>> START Input material
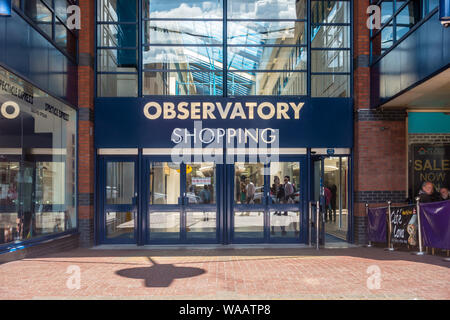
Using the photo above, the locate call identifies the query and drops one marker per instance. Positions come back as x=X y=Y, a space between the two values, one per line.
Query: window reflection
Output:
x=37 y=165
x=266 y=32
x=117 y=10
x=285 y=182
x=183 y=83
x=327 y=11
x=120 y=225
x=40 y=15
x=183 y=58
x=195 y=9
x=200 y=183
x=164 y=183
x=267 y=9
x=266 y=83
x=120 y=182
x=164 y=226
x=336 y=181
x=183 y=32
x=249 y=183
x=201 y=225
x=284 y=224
>> END Input material
>> START Input material
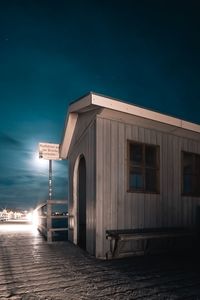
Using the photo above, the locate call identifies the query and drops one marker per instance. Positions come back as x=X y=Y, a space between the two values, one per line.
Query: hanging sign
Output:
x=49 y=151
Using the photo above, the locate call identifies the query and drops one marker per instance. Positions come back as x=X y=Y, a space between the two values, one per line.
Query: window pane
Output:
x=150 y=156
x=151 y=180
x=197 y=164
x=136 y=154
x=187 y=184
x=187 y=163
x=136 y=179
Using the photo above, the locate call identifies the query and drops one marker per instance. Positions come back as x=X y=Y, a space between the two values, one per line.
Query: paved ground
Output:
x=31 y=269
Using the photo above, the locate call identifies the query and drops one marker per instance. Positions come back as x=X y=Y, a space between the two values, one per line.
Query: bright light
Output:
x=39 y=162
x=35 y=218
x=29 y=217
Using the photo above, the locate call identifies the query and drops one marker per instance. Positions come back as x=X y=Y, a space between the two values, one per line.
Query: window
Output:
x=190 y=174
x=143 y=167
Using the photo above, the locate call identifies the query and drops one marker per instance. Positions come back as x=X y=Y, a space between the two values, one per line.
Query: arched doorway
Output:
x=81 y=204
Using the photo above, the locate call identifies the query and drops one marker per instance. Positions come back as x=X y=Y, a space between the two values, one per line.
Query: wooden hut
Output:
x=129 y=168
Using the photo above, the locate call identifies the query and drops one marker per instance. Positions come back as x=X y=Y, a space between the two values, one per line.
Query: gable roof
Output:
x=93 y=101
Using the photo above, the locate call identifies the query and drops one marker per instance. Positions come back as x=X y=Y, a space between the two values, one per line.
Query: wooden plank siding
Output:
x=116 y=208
>> END Input material
Please gather every line of the records above that contains the word "wooden". Case counts, so a line matches only when the capitalization is the same.

Output of the exercise:
Query: wooden hut
Query: wooden plank siding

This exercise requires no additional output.